(Given entries)

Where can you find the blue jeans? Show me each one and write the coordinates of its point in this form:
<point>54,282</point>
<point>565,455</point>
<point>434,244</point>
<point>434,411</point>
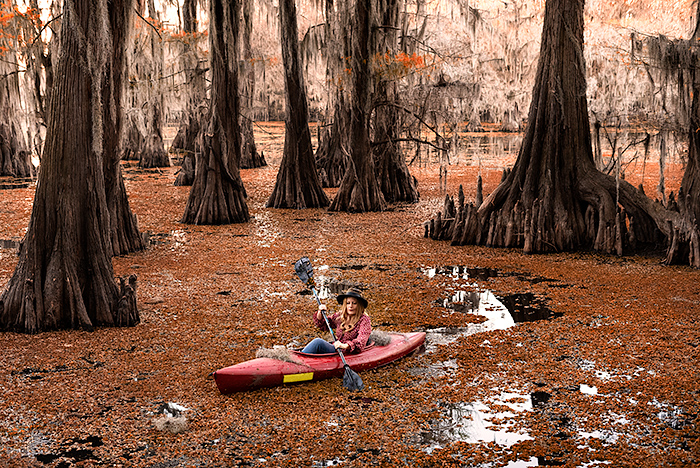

(End Given entries)

What needs to be done
Set every entry down again word for word, but not the pictures.

Output
Where can you find the blue jeans? Show me each one and write the coordinates of its point in this form:
<point>54,282</point>
<point>565,455</point>
<point>434,244</point>
<point>434,411</point>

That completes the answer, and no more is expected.